Please reproduce the data below exactly, from the line containing "Mark every instance of the boy in red" through the line containing "[(542, 518)]", both included, and nothing else.

══ ENTRIES SHOWN ══

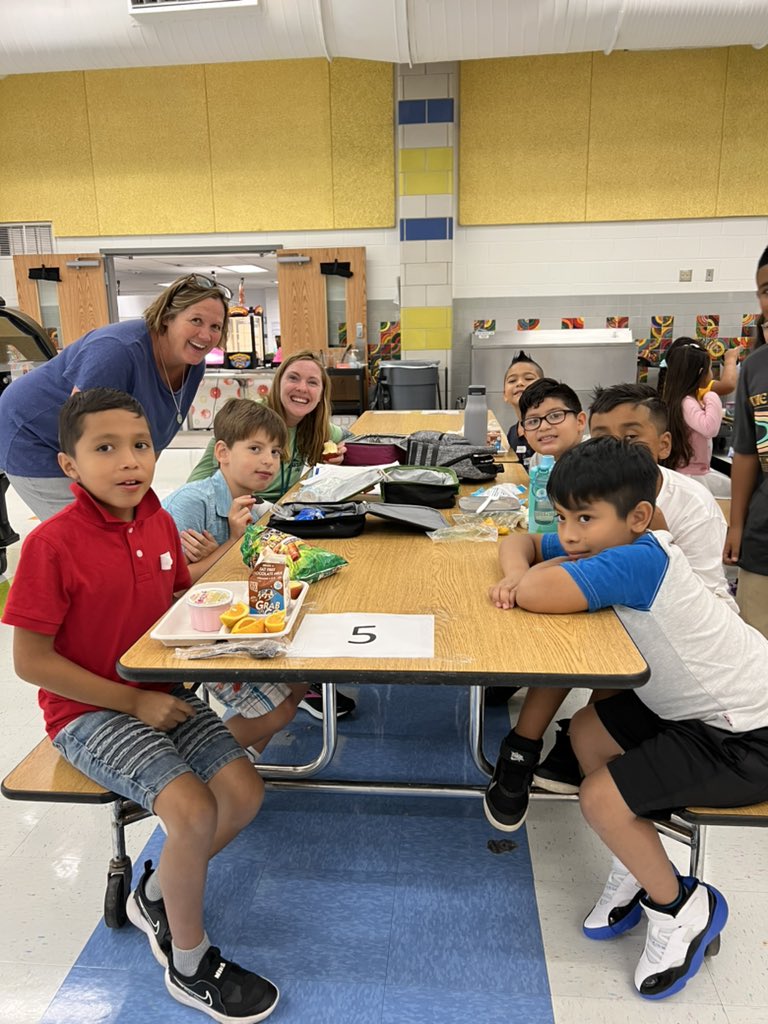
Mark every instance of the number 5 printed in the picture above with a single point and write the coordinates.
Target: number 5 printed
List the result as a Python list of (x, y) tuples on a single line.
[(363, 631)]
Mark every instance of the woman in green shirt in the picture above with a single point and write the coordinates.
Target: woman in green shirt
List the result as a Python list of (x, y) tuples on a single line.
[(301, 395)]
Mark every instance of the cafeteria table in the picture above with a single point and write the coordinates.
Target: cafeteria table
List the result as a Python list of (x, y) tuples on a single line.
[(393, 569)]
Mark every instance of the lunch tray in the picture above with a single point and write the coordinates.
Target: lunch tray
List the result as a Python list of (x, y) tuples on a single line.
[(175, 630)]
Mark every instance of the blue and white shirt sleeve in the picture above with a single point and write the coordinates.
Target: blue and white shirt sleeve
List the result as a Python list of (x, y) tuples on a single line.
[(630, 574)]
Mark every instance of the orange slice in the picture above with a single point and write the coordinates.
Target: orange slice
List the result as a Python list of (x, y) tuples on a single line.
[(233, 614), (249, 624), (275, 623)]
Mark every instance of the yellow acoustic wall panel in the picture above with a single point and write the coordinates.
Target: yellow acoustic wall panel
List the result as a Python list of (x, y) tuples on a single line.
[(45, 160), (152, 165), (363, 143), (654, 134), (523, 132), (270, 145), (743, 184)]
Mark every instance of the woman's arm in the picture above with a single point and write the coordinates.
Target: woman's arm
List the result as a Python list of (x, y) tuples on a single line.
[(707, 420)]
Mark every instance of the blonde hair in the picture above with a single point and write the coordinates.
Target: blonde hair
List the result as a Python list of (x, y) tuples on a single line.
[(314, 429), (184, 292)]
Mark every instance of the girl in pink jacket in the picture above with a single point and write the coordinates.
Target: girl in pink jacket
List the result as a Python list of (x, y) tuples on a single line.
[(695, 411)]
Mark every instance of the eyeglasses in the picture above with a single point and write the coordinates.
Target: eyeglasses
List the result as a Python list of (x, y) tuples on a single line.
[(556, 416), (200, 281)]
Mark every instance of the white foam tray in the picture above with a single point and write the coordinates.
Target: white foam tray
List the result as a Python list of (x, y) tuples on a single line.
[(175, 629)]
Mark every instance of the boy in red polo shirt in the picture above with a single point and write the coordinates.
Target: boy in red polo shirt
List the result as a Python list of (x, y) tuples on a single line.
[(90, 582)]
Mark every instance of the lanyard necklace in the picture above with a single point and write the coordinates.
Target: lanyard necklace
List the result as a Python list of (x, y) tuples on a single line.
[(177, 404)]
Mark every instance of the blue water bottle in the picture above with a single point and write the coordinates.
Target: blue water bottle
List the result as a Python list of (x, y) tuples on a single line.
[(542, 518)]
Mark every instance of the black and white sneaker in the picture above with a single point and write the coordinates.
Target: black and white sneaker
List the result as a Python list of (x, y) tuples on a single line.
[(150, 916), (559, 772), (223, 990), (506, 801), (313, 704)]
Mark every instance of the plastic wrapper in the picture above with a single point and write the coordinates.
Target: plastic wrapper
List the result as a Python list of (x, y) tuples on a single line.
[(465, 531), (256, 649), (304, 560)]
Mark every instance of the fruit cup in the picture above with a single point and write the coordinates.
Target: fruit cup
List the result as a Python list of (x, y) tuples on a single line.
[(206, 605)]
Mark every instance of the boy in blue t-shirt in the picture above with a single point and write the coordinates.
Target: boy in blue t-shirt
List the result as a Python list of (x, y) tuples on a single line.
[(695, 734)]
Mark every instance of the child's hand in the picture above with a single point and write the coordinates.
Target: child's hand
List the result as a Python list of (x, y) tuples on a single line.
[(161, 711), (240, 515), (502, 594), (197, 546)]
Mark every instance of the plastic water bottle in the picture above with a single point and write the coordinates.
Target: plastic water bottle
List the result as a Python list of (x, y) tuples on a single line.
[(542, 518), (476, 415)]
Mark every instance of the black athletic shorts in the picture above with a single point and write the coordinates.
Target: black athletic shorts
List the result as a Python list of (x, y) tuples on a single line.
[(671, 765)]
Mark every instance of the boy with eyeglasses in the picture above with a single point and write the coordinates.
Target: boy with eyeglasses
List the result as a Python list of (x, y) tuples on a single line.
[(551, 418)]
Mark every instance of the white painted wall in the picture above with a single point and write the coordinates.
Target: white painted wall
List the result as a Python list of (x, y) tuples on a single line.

═══

**RESULT FOR THIS EXERCISE**.
Mark every instance of the boy in red polo shirt in the picture above with a single point and write the coordinates.
Target: boy in red polo shirt
List the result as a Python list of (x, y) tuples on a single line.
[(90, 582)]
Mark every instance of the lanyard necklace in the picture above with a single point and write the coordinates.
Target: lanyard necklace
List the result as a Python list of (x, y) tuples on a single line.
[(177, 404)]
Mark every instance of the blue water bottle in the picture above with a single point and write the coordinates.
Target: blue water bottle
List the result as a Python list of (x, y) tuples on a single line.
[(542, 518)]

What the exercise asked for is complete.